Start of Data listing

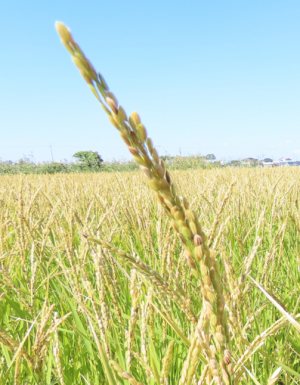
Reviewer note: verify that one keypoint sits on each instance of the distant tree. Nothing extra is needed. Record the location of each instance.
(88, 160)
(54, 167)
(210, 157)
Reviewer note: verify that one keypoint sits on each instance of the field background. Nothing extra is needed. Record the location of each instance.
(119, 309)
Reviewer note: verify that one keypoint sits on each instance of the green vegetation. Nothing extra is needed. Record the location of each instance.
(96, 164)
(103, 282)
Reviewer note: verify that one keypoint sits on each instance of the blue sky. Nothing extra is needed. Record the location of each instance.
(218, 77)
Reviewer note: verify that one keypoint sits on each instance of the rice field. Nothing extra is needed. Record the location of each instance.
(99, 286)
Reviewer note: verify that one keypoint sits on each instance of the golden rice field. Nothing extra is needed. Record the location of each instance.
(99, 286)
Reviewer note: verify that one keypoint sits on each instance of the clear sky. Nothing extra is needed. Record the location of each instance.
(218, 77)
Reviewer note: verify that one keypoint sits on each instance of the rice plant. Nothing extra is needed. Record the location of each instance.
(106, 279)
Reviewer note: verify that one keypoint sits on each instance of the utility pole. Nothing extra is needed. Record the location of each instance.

End of Data listing
Start of Data listing

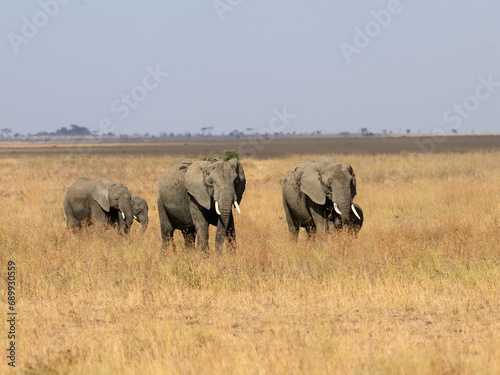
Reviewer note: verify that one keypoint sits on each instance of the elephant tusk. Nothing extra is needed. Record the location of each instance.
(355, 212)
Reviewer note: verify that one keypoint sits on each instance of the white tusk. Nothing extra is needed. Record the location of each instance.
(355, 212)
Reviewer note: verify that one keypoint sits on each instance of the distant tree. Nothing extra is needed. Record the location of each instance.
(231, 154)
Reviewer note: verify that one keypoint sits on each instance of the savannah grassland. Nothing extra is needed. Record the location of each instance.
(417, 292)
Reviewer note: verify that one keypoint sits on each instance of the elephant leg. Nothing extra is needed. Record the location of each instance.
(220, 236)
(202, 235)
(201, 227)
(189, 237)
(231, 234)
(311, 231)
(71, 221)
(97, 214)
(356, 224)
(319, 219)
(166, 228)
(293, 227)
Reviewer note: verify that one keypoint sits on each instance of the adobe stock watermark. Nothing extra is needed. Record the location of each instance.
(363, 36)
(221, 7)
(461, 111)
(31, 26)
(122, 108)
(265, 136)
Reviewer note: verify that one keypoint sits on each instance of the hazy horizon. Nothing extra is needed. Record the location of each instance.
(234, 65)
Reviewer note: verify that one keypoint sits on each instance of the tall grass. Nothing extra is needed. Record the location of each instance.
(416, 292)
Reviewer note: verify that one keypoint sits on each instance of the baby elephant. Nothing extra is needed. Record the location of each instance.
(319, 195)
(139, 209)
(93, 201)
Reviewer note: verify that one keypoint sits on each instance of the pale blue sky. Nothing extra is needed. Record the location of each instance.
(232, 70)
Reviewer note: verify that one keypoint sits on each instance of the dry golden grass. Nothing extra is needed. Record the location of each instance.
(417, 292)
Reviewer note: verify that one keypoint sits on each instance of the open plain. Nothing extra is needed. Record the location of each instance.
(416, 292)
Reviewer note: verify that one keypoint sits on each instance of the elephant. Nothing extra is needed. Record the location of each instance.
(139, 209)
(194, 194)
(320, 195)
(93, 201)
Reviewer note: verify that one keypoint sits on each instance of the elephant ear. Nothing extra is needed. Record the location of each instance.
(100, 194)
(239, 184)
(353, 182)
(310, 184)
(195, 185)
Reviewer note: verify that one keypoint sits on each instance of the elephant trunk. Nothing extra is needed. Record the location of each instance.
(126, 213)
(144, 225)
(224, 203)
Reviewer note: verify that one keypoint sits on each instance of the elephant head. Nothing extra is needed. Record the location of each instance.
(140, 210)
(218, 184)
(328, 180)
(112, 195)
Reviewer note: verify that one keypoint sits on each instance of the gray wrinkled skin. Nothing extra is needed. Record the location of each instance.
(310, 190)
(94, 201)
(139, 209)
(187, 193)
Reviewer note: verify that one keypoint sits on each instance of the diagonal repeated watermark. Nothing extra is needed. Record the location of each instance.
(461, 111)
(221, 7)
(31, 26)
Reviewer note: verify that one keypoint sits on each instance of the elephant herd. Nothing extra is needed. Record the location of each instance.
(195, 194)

End of Data listing

* [Your goal]: Copy exactly the stretch of data above from the line with "of the golden" through the line with "of the utility", and omit all other lines.

* [Exercise result]:
Reviewer note: verify that one keypoint sits on each instance of the golden rice field. Nothing extra is needed. Record the location of each instance.
(99, 286)
Reviewer note: verify that one keypoint sits on each instance of the clear sky. Nothing extra is needed. Record the location of each instance.
(218, 77)
Reviewer note: verify that one keypoint sits on each instance of the rice plant. Nothing extra is needed. Record the location of each instance.
(106, 279)
Reviewer note: verify that one keypoint sits on each instance of the utility pole. Nothing extra is needed. Record the location of each instance.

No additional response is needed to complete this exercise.